--- WHAT THE EXERCISE ASKS ---
Taking each line of the material in turn, count those with the string "hair" and answer with the count alone.

═══ DATA IN THIS EXERCISE

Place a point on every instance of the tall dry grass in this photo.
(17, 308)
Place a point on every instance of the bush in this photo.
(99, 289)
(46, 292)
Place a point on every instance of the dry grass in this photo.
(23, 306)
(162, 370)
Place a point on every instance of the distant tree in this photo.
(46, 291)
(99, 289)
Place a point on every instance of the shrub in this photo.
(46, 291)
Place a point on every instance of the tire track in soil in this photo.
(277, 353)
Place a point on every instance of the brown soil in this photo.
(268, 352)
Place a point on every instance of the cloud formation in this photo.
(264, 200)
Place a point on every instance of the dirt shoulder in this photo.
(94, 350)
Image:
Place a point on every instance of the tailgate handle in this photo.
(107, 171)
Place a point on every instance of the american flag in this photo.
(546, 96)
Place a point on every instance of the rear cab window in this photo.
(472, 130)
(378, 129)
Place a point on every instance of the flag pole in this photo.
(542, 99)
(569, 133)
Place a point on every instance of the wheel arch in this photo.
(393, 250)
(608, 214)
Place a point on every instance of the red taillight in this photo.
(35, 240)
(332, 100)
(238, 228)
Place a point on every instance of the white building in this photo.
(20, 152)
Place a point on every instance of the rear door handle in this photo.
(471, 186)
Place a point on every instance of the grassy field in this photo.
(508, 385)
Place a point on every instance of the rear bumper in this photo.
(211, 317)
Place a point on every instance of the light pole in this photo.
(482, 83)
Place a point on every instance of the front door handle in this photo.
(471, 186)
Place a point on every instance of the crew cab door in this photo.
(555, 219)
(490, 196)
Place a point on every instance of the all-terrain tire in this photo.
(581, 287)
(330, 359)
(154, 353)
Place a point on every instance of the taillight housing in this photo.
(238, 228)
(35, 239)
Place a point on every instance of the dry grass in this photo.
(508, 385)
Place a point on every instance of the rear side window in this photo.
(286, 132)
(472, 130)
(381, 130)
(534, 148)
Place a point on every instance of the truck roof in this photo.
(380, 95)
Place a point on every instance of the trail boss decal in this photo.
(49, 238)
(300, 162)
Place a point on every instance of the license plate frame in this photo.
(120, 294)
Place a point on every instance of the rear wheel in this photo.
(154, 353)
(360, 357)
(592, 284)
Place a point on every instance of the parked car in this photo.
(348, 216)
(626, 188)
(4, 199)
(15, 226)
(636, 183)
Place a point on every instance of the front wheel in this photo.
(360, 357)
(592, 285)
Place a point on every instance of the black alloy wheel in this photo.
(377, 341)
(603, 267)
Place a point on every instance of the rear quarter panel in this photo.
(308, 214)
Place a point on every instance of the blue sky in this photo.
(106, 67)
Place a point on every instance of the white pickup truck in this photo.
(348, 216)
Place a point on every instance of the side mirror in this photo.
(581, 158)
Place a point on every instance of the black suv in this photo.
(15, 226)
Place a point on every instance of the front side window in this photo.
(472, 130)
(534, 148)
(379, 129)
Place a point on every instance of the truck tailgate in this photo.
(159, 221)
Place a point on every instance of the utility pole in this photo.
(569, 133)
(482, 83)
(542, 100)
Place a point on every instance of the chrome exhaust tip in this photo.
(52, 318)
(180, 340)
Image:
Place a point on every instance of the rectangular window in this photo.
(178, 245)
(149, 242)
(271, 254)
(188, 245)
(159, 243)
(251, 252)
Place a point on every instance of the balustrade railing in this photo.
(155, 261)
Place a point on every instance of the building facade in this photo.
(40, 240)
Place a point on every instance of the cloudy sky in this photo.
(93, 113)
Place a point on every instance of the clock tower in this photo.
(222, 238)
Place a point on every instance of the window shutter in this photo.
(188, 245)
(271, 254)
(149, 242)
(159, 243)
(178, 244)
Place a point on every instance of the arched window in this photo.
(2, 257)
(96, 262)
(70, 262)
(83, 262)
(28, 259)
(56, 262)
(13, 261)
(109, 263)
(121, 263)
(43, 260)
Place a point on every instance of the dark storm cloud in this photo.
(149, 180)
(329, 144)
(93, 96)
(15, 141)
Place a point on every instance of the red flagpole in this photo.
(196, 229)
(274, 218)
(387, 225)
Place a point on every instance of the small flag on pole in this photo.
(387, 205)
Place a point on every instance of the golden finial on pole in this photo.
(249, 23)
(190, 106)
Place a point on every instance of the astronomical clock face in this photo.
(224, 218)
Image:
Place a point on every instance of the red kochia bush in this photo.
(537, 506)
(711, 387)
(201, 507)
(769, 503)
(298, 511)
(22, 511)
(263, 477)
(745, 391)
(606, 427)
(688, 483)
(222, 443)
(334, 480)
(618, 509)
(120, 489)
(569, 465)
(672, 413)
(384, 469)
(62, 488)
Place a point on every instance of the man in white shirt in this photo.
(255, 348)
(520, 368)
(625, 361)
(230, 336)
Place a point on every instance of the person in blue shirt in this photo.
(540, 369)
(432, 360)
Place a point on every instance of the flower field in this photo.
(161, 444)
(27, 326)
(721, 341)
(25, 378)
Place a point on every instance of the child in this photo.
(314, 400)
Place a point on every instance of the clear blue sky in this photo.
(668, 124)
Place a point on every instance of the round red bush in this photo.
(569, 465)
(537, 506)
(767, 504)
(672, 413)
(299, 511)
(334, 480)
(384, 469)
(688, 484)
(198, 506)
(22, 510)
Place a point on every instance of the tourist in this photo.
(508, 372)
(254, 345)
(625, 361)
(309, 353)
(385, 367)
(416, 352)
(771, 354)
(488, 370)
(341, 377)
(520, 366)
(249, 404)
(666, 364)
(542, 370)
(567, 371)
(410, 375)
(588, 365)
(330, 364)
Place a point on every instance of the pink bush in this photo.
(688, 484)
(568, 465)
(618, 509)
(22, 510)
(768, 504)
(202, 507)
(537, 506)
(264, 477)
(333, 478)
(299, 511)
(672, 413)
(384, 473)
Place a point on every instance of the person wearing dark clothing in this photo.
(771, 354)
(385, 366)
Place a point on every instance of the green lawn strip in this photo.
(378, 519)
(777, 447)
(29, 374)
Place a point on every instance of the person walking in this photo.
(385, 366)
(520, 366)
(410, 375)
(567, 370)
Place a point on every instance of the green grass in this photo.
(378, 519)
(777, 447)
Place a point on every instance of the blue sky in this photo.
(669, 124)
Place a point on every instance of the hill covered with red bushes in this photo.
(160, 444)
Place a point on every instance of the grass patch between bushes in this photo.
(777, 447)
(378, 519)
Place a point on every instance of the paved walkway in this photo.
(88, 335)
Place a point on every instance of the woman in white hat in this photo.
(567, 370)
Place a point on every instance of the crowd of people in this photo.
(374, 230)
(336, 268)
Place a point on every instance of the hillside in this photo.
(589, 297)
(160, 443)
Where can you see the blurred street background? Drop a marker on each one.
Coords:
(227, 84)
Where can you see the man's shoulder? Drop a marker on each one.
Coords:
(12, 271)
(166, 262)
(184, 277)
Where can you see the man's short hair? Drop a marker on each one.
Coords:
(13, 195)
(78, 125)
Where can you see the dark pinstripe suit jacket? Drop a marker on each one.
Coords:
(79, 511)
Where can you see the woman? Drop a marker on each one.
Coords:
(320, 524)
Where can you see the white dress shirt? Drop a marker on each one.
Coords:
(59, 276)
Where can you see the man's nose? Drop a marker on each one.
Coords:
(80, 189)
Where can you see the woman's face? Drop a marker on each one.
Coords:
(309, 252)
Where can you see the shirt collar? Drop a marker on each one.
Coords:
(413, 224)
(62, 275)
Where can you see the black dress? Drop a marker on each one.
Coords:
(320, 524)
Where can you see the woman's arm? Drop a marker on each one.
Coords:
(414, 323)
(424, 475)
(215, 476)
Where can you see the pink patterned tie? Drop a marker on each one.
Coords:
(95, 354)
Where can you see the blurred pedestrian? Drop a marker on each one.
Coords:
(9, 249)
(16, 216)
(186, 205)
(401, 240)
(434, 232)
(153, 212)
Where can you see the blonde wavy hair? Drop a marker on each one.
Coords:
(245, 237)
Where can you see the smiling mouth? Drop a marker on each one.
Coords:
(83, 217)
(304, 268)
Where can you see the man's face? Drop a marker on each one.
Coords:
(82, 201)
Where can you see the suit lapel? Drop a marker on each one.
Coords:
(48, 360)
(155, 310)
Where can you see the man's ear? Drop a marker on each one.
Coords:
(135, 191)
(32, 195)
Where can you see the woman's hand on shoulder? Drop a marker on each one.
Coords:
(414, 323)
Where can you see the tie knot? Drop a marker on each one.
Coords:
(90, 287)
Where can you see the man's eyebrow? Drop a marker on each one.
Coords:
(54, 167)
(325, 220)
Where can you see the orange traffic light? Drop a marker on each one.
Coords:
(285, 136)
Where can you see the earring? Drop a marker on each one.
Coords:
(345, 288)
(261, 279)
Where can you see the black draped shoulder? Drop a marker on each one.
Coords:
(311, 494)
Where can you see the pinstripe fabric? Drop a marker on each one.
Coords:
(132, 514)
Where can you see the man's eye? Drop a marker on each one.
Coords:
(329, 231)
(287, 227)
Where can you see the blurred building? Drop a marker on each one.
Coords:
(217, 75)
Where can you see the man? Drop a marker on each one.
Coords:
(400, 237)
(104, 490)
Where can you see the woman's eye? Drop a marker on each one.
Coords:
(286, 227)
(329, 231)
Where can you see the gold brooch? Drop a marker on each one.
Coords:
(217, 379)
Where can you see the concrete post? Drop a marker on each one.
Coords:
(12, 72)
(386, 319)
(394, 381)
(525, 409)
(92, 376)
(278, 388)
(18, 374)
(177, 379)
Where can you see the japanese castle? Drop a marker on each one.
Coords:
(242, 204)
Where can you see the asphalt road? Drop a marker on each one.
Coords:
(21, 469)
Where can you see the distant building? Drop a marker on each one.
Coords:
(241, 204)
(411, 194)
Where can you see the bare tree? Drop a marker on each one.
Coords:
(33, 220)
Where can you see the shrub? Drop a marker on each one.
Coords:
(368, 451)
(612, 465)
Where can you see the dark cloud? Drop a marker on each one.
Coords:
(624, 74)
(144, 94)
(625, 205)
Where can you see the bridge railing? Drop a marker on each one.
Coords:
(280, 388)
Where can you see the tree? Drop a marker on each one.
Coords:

══════

--- TASK OUTPUT ---
2